WRITTEN REQUEST A: In the blog post on spherical panoramas below, what are the two extra shooting angles directly above and below the tripod called?

SOURCE DOCUMENT:

* * * * * * * * *

August 02, 2009

Spherical Panorama

Recently I read an article on creating an unusual panorama photo, different from the common "flat & long" panorama pictures out there. They called it spherical panorama or some call it photosphere panorama.

The concept is easy, a 360 degree view, warped into a spherical object, resembling the earth or some planet.

This was my first try:

"My World"

I call it "My World" because this is where I lived & this is where I grow. This is actually by backyard of my house.

The proper way to do this is actually using a panorama head to avoid parallax when rotating your camera. Furthermore, to shoot a perfect spherical panorama, you need to shoot extra few frames of photo to include the sky and the ground directly above and below the tripod. These 2 angle are called Nadir & Zenith. In my example. I'm just using a simple tripod and I did not shoot these 2 extra shots.

* * * * * * * * *

DATA IN THIS EXERCISE:
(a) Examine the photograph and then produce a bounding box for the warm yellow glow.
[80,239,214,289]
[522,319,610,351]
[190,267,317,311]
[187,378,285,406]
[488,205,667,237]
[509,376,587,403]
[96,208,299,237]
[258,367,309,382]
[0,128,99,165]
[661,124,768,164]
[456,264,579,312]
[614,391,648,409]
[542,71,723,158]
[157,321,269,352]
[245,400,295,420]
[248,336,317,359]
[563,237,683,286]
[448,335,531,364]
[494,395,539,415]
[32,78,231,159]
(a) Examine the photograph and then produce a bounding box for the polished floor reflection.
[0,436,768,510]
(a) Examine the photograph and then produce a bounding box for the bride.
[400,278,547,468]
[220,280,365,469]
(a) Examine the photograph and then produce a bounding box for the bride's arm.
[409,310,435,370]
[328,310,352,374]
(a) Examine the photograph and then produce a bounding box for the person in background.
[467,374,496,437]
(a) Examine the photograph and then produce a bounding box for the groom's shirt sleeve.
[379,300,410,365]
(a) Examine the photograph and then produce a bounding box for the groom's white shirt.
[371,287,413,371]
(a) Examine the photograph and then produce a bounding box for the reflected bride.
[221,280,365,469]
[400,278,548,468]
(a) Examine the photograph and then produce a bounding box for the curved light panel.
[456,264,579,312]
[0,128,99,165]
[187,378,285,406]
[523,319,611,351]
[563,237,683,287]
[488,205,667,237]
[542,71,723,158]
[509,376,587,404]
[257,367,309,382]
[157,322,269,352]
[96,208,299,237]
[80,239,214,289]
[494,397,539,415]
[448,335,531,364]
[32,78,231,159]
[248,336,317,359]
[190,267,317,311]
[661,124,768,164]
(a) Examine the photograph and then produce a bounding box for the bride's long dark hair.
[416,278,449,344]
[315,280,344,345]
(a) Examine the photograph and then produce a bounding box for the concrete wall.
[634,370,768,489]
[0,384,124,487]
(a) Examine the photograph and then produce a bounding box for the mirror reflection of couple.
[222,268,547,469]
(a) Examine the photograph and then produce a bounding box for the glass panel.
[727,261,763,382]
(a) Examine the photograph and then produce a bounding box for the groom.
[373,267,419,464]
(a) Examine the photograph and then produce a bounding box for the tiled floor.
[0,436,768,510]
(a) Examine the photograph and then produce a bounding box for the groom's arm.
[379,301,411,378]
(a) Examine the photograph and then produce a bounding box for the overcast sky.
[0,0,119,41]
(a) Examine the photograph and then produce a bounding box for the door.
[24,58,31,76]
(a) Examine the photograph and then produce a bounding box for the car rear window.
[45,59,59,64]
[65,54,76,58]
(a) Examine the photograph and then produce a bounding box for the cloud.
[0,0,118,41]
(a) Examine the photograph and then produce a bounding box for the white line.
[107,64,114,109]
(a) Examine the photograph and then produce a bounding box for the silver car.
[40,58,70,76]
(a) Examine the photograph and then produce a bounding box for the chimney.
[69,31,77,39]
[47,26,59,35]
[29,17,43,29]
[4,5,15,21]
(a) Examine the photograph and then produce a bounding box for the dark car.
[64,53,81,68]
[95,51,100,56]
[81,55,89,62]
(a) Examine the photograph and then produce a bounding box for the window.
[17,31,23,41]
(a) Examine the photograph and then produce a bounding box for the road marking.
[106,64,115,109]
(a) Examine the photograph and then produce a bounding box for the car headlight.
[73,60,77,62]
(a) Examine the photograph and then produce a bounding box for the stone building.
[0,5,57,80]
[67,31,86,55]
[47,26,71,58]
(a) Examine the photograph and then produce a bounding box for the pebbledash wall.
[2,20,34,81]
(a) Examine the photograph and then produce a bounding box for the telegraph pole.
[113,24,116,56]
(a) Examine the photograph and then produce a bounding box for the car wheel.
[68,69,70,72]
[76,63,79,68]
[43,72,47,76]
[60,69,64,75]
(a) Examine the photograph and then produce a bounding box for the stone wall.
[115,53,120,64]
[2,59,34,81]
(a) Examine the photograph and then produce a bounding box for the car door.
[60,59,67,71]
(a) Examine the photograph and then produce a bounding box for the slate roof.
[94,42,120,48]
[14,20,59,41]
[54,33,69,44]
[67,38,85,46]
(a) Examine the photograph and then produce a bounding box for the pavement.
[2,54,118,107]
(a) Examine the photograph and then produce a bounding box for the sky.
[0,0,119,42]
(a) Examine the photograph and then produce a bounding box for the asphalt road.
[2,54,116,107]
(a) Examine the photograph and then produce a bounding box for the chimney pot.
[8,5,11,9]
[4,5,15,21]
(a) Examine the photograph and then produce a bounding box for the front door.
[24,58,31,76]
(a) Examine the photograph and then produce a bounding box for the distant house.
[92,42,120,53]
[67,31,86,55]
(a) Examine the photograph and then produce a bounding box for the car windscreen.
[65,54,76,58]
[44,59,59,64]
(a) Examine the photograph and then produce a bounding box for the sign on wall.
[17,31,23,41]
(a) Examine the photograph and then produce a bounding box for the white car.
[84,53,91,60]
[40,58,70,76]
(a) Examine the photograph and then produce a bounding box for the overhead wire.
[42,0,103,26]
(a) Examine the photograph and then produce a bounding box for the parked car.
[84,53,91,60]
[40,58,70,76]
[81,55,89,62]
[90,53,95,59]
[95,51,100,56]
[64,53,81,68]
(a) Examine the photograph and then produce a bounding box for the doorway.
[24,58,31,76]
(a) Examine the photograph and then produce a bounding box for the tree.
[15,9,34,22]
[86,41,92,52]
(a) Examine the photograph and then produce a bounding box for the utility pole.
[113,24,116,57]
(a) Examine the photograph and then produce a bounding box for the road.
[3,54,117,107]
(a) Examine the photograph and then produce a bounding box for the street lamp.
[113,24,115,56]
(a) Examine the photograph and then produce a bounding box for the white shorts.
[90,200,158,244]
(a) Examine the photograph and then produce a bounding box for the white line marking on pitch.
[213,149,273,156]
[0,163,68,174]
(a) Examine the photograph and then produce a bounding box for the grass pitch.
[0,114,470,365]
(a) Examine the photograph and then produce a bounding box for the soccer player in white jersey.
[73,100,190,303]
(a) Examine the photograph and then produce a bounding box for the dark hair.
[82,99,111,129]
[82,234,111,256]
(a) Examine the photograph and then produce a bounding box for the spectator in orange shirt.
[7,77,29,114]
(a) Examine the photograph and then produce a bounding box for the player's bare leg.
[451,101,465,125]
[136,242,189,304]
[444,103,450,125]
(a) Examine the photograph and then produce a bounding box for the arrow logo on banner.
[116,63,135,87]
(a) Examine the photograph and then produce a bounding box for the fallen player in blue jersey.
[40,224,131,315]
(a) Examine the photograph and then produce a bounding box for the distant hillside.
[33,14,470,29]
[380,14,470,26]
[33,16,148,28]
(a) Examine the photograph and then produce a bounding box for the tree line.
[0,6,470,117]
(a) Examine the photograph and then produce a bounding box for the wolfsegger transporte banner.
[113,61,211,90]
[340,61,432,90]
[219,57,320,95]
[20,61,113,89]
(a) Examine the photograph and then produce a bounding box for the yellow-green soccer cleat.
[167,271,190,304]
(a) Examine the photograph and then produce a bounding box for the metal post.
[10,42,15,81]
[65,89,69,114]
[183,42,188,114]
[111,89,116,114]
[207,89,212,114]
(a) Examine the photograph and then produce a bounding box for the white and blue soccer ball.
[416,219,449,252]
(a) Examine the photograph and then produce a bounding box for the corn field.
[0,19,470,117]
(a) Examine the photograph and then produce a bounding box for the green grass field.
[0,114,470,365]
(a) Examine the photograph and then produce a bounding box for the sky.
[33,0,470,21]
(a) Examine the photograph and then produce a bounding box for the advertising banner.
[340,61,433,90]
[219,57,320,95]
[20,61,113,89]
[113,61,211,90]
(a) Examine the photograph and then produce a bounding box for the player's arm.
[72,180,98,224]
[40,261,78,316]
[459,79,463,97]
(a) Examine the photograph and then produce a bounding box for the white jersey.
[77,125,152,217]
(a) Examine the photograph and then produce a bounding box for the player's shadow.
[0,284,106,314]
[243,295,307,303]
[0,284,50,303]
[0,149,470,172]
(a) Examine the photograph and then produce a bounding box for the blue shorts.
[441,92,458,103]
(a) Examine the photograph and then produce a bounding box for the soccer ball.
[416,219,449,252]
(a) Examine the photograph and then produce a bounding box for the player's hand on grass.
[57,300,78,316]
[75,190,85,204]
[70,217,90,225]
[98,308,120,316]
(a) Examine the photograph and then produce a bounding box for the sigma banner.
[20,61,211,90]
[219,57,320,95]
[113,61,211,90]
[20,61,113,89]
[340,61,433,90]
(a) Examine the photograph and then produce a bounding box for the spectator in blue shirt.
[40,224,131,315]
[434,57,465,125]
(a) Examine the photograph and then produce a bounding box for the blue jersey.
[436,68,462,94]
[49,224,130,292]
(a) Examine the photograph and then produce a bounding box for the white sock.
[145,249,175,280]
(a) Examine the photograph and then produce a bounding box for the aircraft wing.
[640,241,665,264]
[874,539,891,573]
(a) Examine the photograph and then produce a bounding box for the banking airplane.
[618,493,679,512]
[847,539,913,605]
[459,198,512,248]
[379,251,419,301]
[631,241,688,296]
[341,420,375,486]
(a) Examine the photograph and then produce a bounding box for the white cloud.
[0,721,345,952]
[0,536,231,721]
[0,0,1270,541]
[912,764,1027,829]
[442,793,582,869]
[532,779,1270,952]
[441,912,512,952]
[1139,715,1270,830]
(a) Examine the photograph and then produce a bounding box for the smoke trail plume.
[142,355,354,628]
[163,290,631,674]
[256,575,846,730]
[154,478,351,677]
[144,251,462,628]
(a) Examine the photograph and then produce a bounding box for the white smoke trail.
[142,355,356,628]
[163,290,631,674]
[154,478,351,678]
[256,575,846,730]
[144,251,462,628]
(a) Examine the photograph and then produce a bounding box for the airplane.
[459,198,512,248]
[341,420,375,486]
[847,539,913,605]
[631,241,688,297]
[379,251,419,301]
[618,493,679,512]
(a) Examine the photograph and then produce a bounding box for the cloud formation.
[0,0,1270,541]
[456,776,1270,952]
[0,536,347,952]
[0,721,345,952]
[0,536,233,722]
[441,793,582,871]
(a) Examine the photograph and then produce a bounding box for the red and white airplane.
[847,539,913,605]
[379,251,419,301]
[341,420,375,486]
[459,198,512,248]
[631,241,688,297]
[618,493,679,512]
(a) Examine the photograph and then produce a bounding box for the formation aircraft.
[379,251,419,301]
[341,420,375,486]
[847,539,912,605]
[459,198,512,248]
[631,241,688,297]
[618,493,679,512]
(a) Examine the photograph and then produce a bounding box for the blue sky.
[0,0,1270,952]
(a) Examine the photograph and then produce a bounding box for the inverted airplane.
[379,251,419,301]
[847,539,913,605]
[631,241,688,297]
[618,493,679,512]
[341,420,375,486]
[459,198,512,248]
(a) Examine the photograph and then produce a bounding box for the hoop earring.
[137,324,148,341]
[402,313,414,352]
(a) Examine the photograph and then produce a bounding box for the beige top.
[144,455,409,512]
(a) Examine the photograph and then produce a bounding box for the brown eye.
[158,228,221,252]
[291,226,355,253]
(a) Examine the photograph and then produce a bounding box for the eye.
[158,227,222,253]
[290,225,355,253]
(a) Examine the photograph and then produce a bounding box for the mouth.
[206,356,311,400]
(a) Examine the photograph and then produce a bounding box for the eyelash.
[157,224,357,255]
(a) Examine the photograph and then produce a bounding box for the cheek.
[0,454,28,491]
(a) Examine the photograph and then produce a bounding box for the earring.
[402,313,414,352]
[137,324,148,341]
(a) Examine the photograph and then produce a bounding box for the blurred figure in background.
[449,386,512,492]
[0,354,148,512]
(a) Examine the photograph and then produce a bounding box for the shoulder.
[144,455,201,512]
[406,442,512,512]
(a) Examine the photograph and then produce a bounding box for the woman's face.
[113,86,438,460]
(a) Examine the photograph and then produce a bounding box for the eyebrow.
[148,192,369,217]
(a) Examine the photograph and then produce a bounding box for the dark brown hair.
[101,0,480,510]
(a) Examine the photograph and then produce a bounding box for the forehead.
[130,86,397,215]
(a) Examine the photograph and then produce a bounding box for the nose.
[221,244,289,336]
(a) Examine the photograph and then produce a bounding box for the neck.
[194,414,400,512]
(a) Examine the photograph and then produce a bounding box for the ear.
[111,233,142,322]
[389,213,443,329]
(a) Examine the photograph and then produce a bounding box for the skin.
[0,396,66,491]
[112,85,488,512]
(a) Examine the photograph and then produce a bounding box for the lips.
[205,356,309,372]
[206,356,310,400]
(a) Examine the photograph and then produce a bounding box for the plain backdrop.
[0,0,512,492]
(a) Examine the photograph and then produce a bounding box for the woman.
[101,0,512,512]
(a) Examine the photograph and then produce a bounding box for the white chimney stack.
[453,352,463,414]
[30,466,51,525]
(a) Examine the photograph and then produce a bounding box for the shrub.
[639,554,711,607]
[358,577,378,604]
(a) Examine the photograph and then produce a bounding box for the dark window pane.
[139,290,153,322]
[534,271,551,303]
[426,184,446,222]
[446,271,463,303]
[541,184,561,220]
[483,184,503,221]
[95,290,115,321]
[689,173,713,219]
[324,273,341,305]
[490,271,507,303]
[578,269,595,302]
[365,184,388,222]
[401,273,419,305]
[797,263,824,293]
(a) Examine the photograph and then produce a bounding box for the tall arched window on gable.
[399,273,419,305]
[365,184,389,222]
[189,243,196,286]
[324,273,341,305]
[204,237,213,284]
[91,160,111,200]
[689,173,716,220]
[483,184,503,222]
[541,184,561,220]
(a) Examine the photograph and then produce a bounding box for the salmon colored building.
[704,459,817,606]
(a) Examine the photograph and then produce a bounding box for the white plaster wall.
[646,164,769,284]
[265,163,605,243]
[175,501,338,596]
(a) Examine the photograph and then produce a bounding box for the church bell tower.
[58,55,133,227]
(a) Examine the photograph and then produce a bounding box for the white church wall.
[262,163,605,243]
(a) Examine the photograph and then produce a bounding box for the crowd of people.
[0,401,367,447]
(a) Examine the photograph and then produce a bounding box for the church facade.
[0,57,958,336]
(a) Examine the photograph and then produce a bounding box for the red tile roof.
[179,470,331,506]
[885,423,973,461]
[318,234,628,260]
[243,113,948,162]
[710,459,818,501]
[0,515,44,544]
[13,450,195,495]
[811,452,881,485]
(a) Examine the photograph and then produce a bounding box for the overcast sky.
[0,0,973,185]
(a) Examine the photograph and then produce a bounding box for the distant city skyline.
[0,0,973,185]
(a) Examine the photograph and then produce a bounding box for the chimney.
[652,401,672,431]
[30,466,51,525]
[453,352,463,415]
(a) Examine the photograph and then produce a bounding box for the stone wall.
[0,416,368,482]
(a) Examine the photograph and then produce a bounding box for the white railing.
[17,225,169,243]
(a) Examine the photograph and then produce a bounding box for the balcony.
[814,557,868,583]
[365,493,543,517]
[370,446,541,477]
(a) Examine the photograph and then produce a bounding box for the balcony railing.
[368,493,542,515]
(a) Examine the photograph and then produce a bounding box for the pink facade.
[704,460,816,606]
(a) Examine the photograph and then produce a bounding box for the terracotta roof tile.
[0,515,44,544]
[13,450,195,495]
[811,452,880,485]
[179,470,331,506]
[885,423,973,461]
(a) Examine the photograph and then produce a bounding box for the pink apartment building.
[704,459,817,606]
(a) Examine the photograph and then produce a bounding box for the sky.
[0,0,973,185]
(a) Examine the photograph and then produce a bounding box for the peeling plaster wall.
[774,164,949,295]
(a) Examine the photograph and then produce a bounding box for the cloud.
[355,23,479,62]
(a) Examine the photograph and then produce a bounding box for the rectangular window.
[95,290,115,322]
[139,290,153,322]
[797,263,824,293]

* * * * * * * * *

WRITTEN REQUEST B: Filter the rows above down to those containing the string "player", and copy each matching row in full.

WORKED SOLUTION A: Nadir and Zenith.

WORKED SOLUTION B:
(a) Examine the photograph and then produce a bounding box for the soccer player in white jersey.
(a) Examine the photograph and then produce a bounding box for the player's bare leg.
(a) Examine the photograph and then produce a bounding box for the fallen player in blue jersey.
(a) Examine the photograph and then produce a bounding box for the player's arm.
(a) Examine the photograph and then produce a bounding box for the player's shadow.
(a) Examine the photograph and then produce a bounding box for the player's hand on grass.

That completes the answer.